The entries below contain a stretch that opens with the line containing "positive clicks: (161, 526)" and closes with the line containing "positive clicks: (291, 503) (294, 483)"; set down that stretch exactly, both ends included, and nothing else.

== Information provided

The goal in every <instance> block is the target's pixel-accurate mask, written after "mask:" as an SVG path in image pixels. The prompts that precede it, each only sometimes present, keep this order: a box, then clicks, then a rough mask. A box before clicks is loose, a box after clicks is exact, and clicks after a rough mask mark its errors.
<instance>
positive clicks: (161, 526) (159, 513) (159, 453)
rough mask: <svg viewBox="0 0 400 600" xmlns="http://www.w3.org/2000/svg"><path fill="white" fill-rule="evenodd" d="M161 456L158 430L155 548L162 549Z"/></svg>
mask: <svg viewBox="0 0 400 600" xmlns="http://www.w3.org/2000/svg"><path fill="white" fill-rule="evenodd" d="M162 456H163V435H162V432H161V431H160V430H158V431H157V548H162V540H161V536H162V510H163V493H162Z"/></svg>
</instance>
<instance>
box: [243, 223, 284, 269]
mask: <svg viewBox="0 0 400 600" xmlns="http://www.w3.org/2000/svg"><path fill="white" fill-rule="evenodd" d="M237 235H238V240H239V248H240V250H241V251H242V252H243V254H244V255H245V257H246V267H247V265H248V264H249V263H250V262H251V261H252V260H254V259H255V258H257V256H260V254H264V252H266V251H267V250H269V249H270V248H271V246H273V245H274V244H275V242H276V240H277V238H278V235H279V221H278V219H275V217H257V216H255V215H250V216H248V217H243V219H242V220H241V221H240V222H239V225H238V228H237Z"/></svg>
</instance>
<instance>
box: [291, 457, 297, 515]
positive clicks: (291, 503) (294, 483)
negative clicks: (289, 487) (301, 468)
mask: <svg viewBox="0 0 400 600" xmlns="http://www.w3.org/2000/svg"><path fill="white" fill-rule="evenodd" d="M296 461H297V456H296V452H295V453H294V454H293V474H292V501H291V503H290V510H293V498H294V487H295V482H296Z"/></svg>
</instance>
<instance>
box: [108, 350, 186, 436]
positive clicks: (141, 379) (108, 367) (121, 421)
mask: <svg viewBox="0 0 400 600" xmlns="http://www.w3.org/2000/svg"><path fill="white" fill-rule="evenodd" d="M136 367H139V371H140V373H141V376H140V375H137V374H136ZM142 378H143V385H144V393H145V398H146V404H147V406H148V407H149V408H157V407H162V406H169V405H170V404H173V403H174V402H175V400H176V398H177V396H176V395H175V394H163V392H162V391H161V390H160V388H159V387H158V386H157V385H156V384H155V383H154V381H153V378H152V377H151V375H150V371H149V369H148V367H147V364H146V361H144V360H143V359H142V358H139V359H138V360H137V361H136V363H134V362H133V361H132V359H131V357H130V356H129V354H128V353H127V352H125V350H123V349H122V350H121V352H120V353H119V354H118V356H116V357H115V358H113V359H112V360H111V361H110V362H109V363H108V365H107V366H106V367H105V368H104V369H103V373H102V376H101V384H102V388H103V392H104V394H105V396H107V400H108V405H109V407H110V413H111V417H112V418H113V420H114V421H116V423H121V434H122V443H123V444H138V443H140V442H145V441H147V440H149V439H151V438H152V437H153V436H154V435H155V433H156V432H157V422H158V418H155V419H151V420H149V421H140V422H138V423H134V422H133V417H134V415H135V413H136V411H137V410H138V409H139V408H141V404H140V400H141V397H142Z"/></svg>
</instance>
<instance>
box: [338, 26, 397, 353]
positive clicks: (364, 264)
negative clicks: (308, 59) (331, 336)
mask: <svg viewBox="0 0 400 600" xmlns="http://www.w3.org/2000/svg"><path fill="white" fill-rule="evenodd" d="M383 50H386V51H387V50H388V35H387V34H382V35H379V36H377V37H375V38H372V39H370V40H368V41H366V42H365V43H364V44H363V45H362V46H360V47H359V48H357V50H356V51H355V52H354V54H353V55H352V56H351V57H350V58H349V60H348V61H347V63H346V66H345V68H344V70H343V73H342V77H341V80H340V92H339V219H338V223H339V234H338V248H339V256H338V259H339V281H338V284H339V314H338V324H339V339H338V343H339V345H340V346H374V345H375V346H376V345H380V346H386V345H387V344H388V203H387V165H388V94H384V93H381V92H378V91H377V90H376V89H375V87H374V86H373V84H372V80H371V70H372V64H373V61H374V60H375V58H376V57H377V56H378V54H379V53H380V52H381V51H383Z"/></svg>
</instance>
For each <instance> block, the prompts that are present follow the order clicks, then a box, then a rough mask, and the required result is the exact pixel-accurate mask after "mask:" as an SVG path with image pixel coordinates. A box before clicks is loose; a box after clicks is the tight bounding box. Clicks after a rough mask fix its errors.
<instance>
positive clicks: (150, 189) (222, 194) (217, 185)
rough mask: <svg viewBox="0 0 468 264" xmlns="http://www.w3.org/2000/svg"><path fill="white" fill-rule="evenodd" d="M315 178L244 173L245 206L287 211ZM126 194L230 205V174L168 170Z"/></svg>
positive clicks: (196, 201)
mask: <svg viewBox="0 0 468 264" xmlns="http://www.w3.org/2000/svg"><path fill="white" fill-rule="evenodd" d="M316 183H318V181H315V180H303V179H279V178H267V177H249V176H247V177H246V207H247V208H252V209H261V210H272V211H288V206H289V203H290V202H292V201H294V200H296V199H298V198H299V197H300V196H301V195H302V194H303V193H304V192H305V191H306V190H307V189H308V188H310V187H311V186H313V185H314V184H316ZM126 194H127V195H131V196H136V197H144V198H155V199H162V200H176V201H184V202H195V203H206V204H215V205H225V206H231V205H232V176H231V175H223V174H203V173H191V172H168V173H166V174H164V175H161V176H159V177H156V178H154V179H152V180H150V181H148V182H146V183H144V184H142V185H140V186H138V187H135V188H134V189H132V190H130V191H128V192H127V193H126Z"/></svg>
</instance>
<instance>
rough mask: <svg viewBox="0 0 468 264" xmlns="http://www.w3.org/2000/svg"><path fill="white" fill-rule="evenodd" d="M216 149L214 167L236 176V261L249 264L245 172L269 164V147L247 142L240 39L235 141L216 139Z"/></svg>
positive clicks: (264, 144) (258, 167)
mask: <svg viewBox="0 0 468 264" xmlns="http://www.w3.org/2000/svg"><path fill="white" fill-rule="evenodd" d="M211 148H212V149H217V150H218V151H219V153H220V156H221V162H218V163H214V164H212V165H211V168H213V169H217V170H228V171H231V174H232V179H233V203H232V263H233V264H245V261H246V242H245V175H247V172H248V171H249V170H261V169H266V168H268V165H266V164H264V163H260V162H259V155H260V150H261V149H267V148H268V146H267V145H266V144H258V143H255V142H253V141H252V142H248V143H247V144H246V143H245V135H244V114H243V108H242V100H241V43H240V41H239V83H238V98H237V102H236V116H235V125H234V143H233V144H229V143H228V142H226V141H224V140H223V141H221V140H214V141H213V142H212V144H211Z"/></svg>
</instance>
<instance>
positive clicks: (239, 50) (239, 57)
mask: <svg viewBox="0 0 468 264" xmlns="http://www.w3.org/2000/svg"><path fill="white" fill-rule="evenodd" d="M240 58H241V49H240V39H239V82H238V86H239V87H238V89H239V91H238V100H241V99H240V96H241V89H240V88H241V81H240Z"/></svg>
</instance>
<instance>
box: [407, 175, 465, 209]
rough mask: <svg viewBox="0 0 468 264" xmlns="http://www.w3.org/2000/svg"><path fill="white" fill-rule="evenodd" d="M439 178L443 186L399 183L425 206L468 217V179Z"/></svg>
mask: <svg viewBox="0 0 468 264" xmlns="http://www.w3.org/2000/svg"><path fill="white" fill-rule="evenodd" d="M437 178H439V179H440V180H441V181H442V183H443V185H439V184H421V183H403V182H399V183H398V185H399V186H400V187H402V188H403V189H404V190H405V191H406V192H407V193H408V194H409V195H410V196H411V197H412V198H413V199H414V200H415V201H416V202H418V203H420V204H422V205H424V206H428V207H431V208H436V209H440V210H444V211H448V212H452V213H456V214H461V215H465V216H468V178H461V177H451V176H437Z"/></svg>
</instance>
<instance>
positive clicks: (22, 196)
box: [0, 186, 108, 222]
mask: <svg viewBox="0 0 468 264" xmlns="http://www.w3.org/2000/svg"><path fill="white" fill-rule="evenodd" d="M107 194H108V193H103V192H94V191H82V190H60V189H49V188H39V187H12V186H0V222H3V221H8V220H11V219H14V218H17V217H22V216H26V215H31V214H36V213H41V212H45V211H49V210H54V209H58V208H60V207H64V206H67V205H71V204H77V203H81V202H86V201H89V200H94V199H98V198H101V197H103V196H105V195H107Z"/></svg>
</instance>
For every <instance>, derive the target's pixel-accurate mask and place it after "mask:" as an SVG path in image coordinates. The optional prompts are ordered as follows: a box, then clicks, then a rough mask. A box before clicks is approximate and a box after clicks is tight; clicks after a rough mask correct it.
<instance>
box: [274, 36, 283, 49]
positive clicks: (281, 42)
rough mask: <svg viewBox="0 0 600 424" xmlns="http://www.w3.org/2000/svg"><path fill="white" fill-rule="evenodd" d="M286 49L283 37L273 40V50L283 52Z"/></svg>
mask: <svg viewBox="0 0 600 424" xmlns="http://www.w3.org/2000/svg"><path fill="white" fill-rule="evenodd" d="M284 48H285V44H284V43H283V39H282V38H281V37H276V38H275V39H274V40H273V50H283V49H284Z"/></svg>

====

Final answer:
positive clicks: (161, 526) (159, 513) (159, 453)
rough mask: <svg viewBox="0 0 400 600" xmlns="http://www.w3.org/2000/svg"><path fill="white" fill-rule="evenodd" d="M161 456L158 430L155 548L162 549Z"/></svg>
mask: <svg viewBox="0 0 400 600" xmlns="http://www.w3.org/2000/svg"><path fill="white" fill-rule="evenodd" d="M162 456H163V435H162V432H161V431H160V430H158V431H157V548H162V540H161V536H162V510H163V493H162Z"/></svg>
</instance>
<instance>
box: [243, 223, 284, 269]
mask: <svg viewBox="0 0 400 600" xmlns="http://www.w3.org/2000/svg"><path fill="white" fill-rule="evenodd" d="M237 235H238V240H239V248H240V250H241V251H242V252H243V254H244V255H245V257H246V267H247V265H248V264H249V263H250V262H251V261H252V260H254V259H255V258H257V256H260V254H264V252H266V251H267V250H269V249H270V248H271V246H273V245H274V244H275V242H276V240H277V238H278V235H279V221H278V219H275V217H257V216H255V215H250V216H248V217H243V219H242V220H241V221H240V222H239V225H238V228H237Z"/></svg>
</instance>
<instance>
box: [291, 457, 297, 515]
positive clicks: (291, 503) (294, 483)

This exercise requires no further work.